### Written task
Filter the data below, copying every line that contains the string "query".

### Records for the exercise
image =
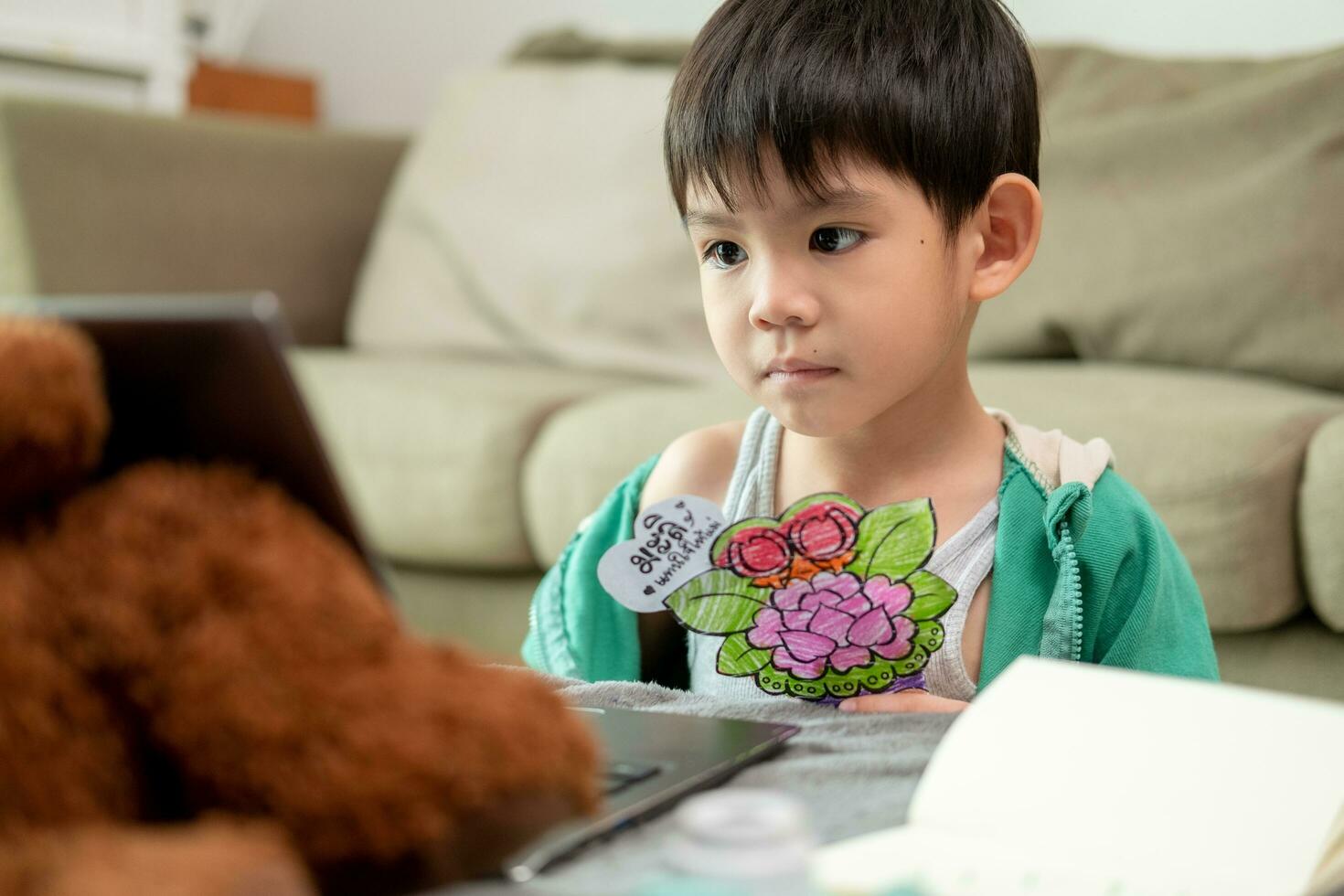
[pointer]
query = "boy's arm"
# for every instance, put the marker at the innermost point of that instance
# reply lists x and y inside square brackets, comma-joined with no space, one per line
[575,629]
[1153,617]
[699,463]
* * *
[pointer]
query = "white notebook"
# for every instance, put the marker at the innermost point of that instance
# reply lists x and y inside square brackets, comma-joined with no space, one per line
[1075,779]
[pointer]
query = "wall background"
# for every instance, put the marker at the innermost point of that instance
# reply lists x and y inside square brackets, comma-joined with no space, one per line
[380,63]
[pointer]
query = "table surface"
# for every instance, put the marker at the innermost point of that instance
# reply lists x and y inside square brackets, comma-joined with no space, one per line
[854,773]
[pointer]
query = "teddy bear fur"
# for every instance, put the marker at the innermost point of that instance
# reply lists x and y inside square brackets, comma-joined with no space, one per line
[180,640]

### Result for this exercise
query = "boy's arm"
query = "white notebook"
query = "wall background"
query = "table surface"
query = "teddy bear fur"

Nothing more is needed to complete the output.